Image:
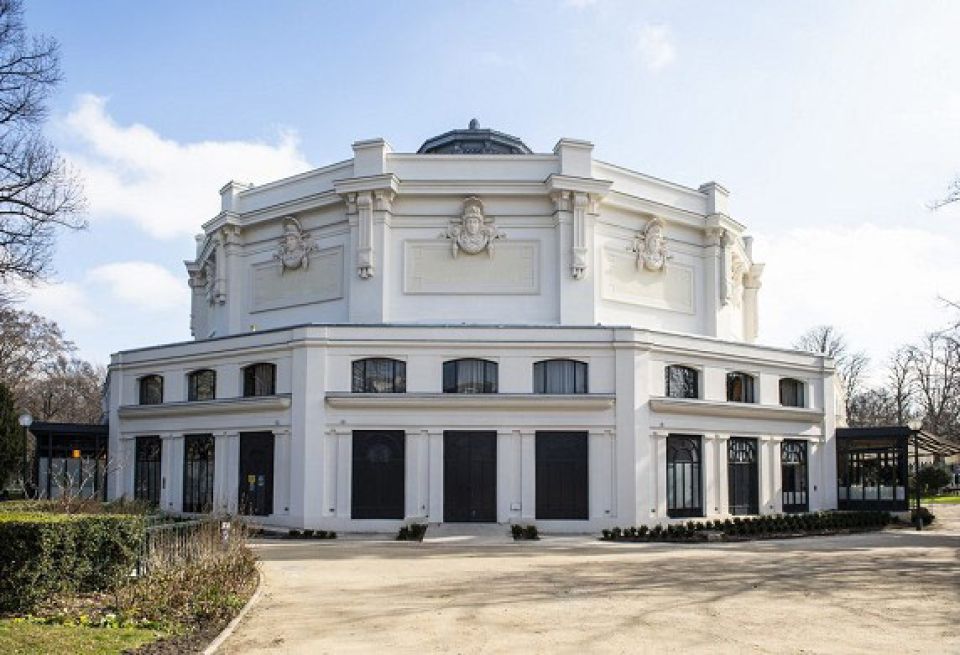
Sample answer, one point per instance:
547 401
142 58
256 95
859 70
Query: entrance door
378 474
256 474
562 475
470 477
743 476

──────────────────────────────

TASK TO CARRY OUT: An exact reproduction of every record above is required, with no pictures included.

RESULT:
Image:
Sample answer, one point per instance:
547 401
142 58
256 95
859 70
Query: entrance door
378 474
256 474
562 475
470 477
743 476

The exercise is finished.